→ Problem to solve
Scan the entries below. List each line with "target".

*** Supplied records ***

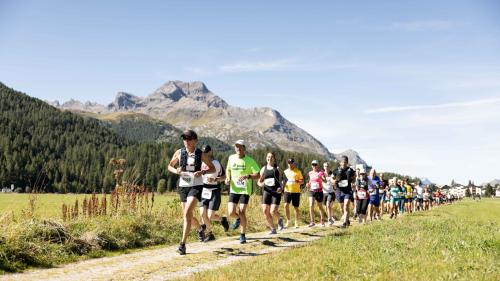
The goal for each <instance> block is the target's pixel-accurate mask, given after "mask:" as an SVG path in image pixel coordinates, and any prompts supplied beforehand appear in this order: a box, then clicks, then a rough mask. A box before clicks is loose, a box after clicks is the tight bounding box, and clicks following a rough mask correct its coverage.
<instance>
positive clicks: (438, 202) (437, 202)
mask: <svg viewBox="0 0 500 281" xmlns="http://www.w3.org/2000/svg"><path fill="white" fill-rule="evenodd" d="M440 200H441V193H440V192H439V189H436V191H434V201H435V203H436V206H439V203H440Z"/></svg>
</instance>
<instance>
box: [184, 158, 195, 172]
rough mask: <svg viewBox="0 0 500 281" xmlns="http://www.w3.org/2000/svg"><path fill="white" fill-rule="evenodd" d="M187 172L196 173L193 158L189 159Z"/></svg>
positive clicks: (190, 158)
mask: <svg viewBox="0 0 500 281" xmlns="http://www.w3.org/2000/svg"><path fill="white" fill-rule="evenodd" d="M186 171H188V172H194V158H193V157H188V159H187V165H186Z"/></svg>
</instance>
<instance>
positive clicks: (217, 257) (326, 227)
mask: <svg viewBox="0 0 500 281" xmlns="http://www.w3.org/2000/svg"><path fill="white" fill-rule="evenodd" d="M336 226H338V225H336ZM334 231H339V229H338V228H337V227H319V226H316V227H313V228H309V227H301V228H298V229H295V228H291V229H286V230H284V231H282V232H279V233H278V234H277V235H270V234H268V232H260V233H253V234H247V241H248V242H247V244H243V245H241V244H240V243H239V240H238V237H236V236H234V237H227V238H222V239H219V240H216V241H213V242H209V243H199V242H195V243H190V244H187V255H186V256H180V255H179V254H177V253H176V252H175V250H176V246H169V247H165V248H161V249H154V250H144V251H138V252H135V253H132V254H124V255H119V256H115V257H106V258H98V259H91V260H85V261H81V262H77V263H73V264H67V265H63V266H61V267H57V268H51V269H36V270H30V271H26V272H25V273H19V274H10V275H4V276H1V277H0V280H16V281H21V280H29V281H31V280H171V279H176V278H181V277H186V276H188V275H190V274H193V273H195V272H199V271H204V270H209V269H214V268H217V267H220V266H223V265H227V264H230V263H232V262H235V261H238V260H241V259H245V258H248V257H252V256H259V255H265V254H268V253H271V252H275V251H282V250H285V249H288V248H290V247H296V246H301V245H306V244H307V243H309V242H311V241H313V240H316V239H319V238H321V237H324V236H326V235H329V234H331V233H333V232H334Z"/></svg>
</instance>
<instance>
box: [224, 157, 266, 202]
mask: <svg viewBox="0 0 500 281" xmlns="http://www.w3.org/2000/svg"><path fill="white" fill-rule="evenodd" d="M259 172H260V167H259V165H257V163H256V162H255V160H253V159H252V158H251V157H250V156H248V155H245V157H243V158H239V157H238V154H233V155H231V156H229V159H228V160H227V167H226V173H227V174H228V175H231V181H230V183H229V185H230V187H231V188H230V192H231V193H235V194H247V195H250V194H252V180H249V179H247V180H244V181H242V182H239V181H238V178H239V177H240V176H246V175H250V174H256V173H259Z"/></svg>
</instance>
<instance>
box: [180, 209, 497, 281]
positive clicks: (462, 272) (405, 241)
mask: <svg viewBox="0 0 500 281" xmlns="http://www.w3.org/2000/svg"><path fill="white" fill-rule="evenodd" d="M201 279H203V280H240V279H244V280H500V200H495V199H483V200H482V201H480V202H477V201H472V200H465V201H462V202H459V203H457V204H454V205H446V206H443V207H440V208H436V209H433V210H431V211H429V212H421V213H416V214H412V215H405V216H403V217H401V218H398V219H397V220H387V219H386V220H385V221H382V222H376V223H372V224H369V225H365V226H357V227H352V228H350V229H349V230H347V231H345V230H340V229H339V230H338V231H337V232H336V233H335V234H334V235H332V236H330V237H328V238H324V239H321V240H318V241H316V242H313V243H311V244H310V245H309V246H306V247H300V248H295V249H292V250H289V251H284V252H280V253H275V254H271V255H267V256H262V257H252V258H249V259H246V260H244V261H241V262H237V263H235V264H232V265H229V266H226V267H224V268H221V269H218V270H213V271H210V272H204V273H199V274H196V275H194V276H193V277H191V278H190V280H201Z"/></svg>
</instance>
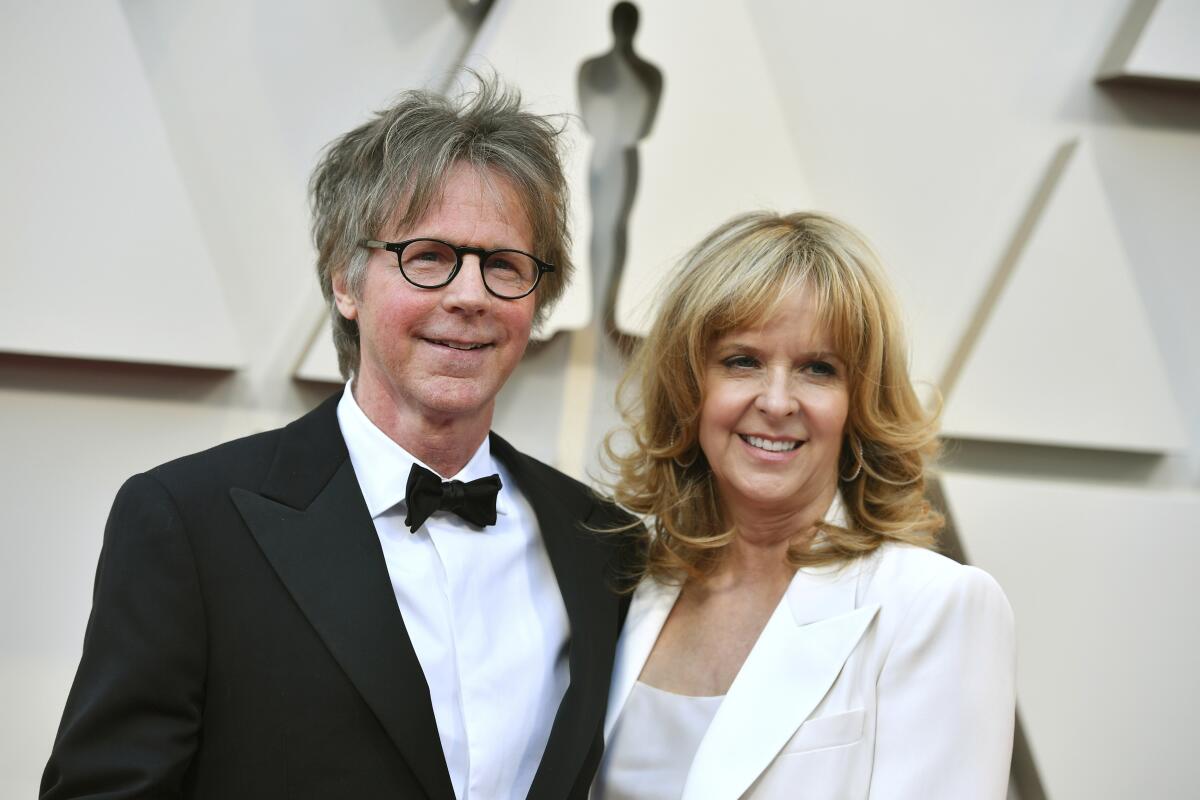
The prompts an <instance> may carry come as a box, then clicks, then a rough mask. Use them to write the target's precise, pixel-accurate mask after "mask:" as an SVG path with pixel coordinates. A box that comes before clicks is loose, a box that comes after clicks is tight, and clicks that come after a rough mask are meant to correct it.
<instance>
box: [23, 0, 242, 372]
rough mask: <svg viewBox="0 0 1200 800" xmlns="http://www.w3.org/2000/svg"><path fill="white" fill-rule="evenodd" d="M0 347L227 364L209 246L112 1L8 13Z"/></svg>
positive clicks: (218, 299) (213, 365) (218, 293)
mask: <svg viewBox="0 0 1200 800" xmlns="http://www.w3.org/2000/svg"><path fill="white" fill-rule="evenodd" d="M5 17H6V18H5V24H4V26H2V29H0V30H2V32H0V50H4V53H5V59H6V62H7V64H16V65H19V68H5V70H0V102H2V104H4V107H5V109H6V114H5V119H6V122H5V133H4V145H5V146H4V148H0V173H2V174H4V176H5V179H4V181H5V191H4V193H2V194H0V234H2V239H4V259H5V264H6V272H7V273H8V275H10V276H12V278H13V281H12V283H11V284H10V289H8V290H6V291H5V293H4V312H2V313H0V349H2V350H8V351H16V353H32V354H41V355H54V356H72V357H86V359H106V360H116V361H140V362H156V363H170V365H185V366H197V367H222V368H228V367H236V366H240V365H241V363H242V361H244V359H242V353H241V347H240V344H239V337H238V332H236V330H235V326H234V323H233V319H232V317H230V313H229V309H228V307H227V305H226V297H224V294H223V291H222V285H221V283H220V281H218V276H217V273H216V271H215V267H214V261H212V258H211V253H210V251H209V248H208V245H206V241H205V237H204V234H203V231H202V229H200V225H199V223H198V221H197V218H196V216H194V211H193V207H192V204H191V198H190V197H188V194H187V191H186V188H185V185H184V181H182V176H181V175H180V172H179V169H178V168H176V166H175V163H174V158H173V154H172V150H170V146H169V143H168V136H167V132H166V131H164V128H163V124H162V119H161V118H160V115H158V112H157V108H156V107H155V101H154V96H152V94H151V90H150V85H149V83H148V80H146V77H145V74H144V72H143V68H142V62H140V61H139V59H138V53H137V49H136V47H134V44H133V40H132V37H131V35H130V30H128V28H127V25H126V23H125V18H124V16H122V14H121V10H120V7H119V5H118V4H116V2H115V0H97V1H96V2H85V4H76V2H61V1H53V0H52V1H47V2H36V4H31V2H26V4H18V5H17V6H16V7H13V8H10V10H7V11H6V14H5Z"/></svg>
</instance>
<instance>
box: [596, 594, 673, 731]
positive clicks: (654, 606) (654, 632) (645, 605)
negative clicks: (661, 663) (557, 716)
mask: <svg viewBox="0 0 1200 800" xmlns="http://www.w3.org/2000/svg"><path fill="white" fill-rule="evenodd" d="M680 589H682V587H679V585H677V584H662V583H658V582H656V581H643V582H642V583H641V584H638V587H637V591H635V593H634V600H632V602H630V604H629V616H626V618H625V630H624V631H623V632H622V634H620V642H619V643H618V644H617V661H616V664H614V666H613V669H612V688H611V690H610V691H608V714H607V716H606V717H605V723H604V738H605V741H608V739H610V736H612V729H613V727H616V724H617V720H618V718H619V717H620V710H622V709H623V708H625V700H626V699H628V698H629V693H630V692H631V691H632V690H634V684H636V682H637V676H638V675H641V674H642V668H643V667H644V666H646V660H647V658H649V656H650V650H653V649H654V643H655V642H658V639H659V633H661V632H662V626H664V625H665V624H666V621H667V616H668V615H670V614H671V609H672V608H674V603H676V600H678V599H679V591H680Z"/></svg>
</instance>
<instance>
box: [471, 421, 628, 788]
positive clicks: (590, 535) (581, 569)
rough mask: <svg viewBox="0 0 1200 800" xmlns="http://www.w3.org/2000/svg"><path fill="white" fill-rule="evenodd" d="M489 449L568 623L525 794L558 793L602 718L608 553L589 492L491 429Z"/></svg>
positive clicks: (612, 612)
mask: <svg viewBox="0 0 1200 800" xmlns="http://www.w3.org/2000/svg"><path fill="white" fill-rule="evenodd" d="M492 455H493V456H496V457H497V458H499V459H500V461H502V462H503V463H504V465H505V467H506V468H508V469H509V473H510V474H511V475H512V479H514V480H515V481H516V482H517V487H518V488H520V489H521V493H522V494H523V495H524V498H526V499H527V500H528V501H529V505H530V506H533V510H534V513H535V515H536V516H538V525H539V528H540V530H541V537H542V541H544V542H545V543H546V553H547V554H548V555H550V563H551V566H552V567H553V569H554V578H556V579H557V582H558V590H559V593H560V594H562V596H563V604H564V606H565V607H566V616H568V619H569V621H570V625H571V640H570V649H569V656H568V658H569V664H570V673H571V678H570V684H569V686H568V687H566V692H565V693H564V694H563V702H562V703H559V706H558V712H557V714H556V715H554V722H553V724H552V727H551V732H550V739H548V740H547V742H546V751H545V752H544V753H542V759H541V764H540V765H539V766H538V772H536V774H535V775H534V780H533V786H532V787H529V795H528V796H529V798H530V800H562V799H563V798H566V796H570V795H571V789H572V787H574V786H575V782H576V778H577V777H578V772H580V769H581V768H582V766H583V764H584V762H586V760H587V757H588V753H589V751H590V750H592V746H593V742H594V739H595V734H596V730H598V727H599V726H600V724H601V723H602V714H604V708H605V698H606V697H607V692H608V668H610V666H611V663H612V658H613V651H614V649H616V640H617V634H618V630H617V620H618V601H617V596H616V594H613V593H612V591H611V589H610V588H608V576H607V575H606V569H607V560H608V557H607V552H606V549H605V548H604V547H602V546H601V541H600V535H599V534H596V533H594V531H589V530H587V529H586V528H584V527H583V525H584V523H586V522H587V519H588V517H589V515H590V513H592V510H593V507H594V500H593V499H592V498H589V497H588V495H587V494H586V492H584V491H583V489H582V488H580V487H578V486H577V485H575V483H574V482H571V481H570V479H568V477H565V476H563V475H560V474H557V473H552V471H551V470H550V468H547V467H545V465H544V464H540V463H538V462H535V461H533V459H532V458H529V457H528V456H526V455H523V453H521V452H518V451H517V450H516V449H514V447H512V445H510V444H508V443H506V441H504V439H502V438H500V437H497V435H496V434H492Z"/></svg>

*** End of Supplied records ***

→ Exercise response
The goal for each <instance> block is the target's pixel-accurate mask, given after "mask:" as an SVG path in image pixel coordinates, and any prompts supplied beforehand appear in this order: a box, then clicks, then a rough mask. A box before clicks is loose, a box after clicks is the tight bounding box, and clicks following a rough mask correct its coverage.
The prompts an <instance> may carry come as a box, then clicks, then a rough mask. Use them to write the target's precise, pixel-accurate mask after "mask:" as an SVG path with pixel coordinates. A box that comes before clicks is loose, a box that comes after clicks is tight, and clicks that come after a rough mask are meant to correct it.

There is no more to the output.